---------- Exercise data

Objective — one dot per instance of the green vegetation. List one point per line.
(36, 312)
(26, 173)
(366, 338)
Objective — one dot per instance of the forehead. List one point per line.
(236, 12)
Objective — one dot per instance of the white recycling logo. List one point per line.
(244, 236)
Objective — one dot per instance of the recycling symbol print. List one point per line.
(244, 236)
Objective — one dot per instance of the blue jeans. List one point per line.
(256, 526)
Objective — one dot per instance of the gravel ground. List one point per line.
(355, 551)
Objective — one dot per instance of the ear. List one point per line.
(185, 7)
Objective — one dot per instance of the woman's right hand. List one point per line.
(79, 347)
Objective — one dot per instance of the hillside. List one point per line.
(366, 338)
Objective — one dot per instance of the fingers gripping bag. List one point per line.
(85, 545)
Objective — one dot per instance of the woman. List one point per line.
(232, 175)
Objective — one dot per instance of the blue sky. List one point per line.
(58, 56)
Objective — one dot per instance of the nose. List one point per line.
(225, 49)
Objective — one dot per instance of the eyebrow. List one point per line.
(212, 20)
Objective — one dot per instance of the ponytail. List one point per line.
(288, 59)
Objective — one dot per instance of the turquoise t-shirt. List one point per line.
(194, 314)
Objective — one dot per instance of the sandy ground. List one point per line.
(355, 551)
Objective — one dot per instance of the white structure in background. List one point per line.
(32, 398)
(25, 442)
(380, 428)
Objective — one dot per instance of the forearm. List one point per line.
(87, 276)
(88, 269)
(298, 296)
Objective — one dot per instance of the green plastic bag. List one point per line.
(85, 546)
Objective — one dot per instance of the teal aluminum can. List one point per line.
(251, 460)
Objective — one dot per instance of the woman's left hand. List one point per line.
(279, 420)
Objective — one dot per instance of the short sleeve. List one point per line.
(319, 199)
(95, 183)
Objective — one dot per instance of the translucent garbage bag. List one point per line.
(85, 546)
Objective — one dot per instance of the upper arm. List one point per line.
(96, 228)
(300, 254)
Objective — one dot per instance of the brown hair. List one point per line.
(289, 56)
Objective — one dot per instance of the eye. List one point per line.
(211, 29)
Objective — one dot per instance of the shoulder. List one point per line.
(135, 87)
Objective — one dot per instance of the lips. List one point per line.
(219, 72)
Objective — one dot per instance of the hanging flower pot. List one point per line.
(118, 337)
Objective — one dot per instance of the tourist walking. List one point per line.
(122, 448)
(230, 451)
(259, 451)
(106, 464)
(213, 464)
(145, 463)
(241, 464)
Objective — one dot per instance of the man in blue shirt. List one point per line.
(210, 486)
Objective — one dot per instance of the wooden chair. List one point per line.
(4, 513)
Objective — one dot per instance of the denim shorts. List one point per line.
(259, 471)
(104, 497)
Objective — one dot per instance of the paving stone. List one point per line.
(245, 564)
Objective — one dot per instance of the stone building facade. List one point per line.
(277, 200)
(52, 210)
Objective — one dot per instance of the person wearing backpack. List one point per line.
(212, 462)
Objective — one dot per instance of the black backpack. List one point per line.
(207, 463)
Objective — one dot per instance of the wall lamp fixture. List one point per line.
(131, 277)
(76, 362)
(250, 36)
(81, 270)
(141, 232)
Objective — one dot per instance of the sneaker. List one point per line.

--------------------

Instructions to follow: Return every line of the data above as a JSON array of strings, with one string per line and no blank lines.

Output for this task:
[
  "Objective — one dot per instance of the green vegetation. List one point per line.",
  "(36, 312)",
  "(26, 173)",
  "(366, 338)",
  "Objective — one dot per instance of the forehead. List one point per line.",
  "(236, 12)",
  "Objective — one dot per instance of the white recycling logo. List one point per line.",
  "(244, 236)",
  "Objective — one dot per instance of the recycling symbol print. List one point per line.",
  "(244, 236)",
  "Objective — one dot per instance of the blue jeans. List one point per line.",
  "(256, 526)",
  "Objective — one dot per instance of the gravel ground. List one point per line.",
  "(355, 551)",
  "Objective — one dot per instance of the ear. List one point per line.",
  "(185, 7)",
  "Objective — one dot per instance of the woman's right hand. List one point per line.",
  "(79, 347)",
  "Objective — one dot per instance of the hillside. List one point per line.",
  "(366, 338)",
  "Objective — one dot per instance of the fingers gripping bag. List one point per line.",
  "(85, 545)",
  "Objective — one dot per instance of the woman. List one point per line.",
  "(232, 175)",
  "Objective — one dot per instance of the blue sky. List one point per line.",
  "(58, 56)",
  "Objective — one dot per instance of the nose. List one point per line.",
  "(225, 49)",
  "Objective — one dot per instance of the eyebrow. List one point per line.",
  "(212, 20)",
  "Objective — one dot per instance of the ponytail. List one point per line.",
  "(288, 59)",
  "Objective — one dot per instance of the turquoise t-shirt. List one point per line.",
  "(194, 314)",
  "Objective — one dot per instance of the sandy ground. List one point per line.",
  "(355, 551)",
  "Objective — one dot per instance of the white structure in background. List one point per line.",
  "(32, 398)",
  "(25, 442)",
  "(380, 428)",
  "Objective — one dot per instance of the forearm. List one point per line.",
  "(87, 276)",
  "(88, 269)",
  "(298, 296)",
  "Objective — one dot per instance of the green plastic bag. List one point per line.",
  "(85, 546)",
  "Objective — one dot per instance of the teal aluminum can. List one point per line.",
  "(251, 460)",
  "Objective — one dot per instance of the woman's left hand. List one point per line.",
  "(279, 420)",
  "Objective — one dot per instance of the short sleeve. List one point per line.",
  "(319, 199)",
  "(95, 183)",
  "Objective — one dot per instance of the translucent garbage bag. List one point per line.",
  "(85, 546)",
  "Objective — one dot per instance of the upper arm. List one point per line.",
  "(96, 228)",
  "(300, 254)",
  "Objective — one dot per instance of the brown hair. List one point per line.",
  "(289, 56)",
  "Objective — one dot per instance of the eye. List one point per line.",
  "(211, 29)",
  "Objective — one dot per instance of the shoulder. List one point per line.",
  "(135, 87)",
  "Objective — one dot per instance of the lips. List one point per line.",
  "(219, 72)",
  "Objective — one dot per instance of the hanging flower pot. List one point per line.",
  "(118, 337)",
  "Objective — one dot per instance of the tourist walking. List one point per line.",
  "(122, 448)",
  "(230, 451)",
  "(259, 451)",
  "(106, 464)",
  "(213, 464)",
  "(145, 463)",
  "(241, 464)",
  "Objective — one dot per instance of the man in blue shirt. List one point per line.",
  "(210, 486)",
  "Objective — one dot per instance of the wooden chair. List one point per line.",
  "(4, 513)",
  "Objective — one dot per instance of the denim shorts. List one point per line.",
  "(259, 471)",
  "(104, 497)",
  "Objective — one dot per instance of the paving stone. List one point per line.",
  "(245, 564)",
  "Objective — one dot per instance of the stone building facade. List one point per line.",
  "(277, 200)",
  "(52, 210)",
  "Objective — one dot per instance of the person wearing backpack. List one point per line.",
  "(212, 462)",
  "Objective — one dot per instance of the black backpack. List one point per line.",
  "(207, 463)",
  "Objective — one dot per instance of the wall lamp fixture. List one point per line.",
  "(131, 277)",
  "(76, 362)",
  "(250, 36)",
  "(81, 270)",
  "(141, 232)",
  "Objective — one dot per instance of the sneaker. List one point per line."
]